** TASK OBJECTIVE **
From the entries, copy out every line in which the word "instance" is found.

** MATERIAL PROVIDED **

────────

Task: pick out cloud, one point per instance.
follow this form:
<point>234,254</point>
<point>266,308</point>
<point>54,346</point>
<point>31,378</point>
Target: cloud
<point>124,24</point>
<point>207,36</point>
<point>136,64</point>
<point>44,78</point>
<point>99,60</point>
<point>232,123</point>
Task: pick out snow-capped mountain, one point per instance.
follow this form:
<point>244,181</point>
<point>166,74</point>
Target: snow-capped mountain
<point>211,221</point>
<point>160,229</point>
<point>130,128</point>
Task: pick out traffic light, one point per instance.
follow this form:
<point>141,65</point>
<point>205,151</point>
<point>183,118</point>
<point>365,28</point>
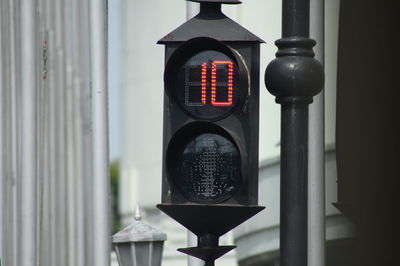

────────

** EXERCISE RESULT **
Task: pick out cloud, one point per instance.
Task: pick out snow-capped mountain, one point per instance.
Task: pick out traffic light, one point per instance.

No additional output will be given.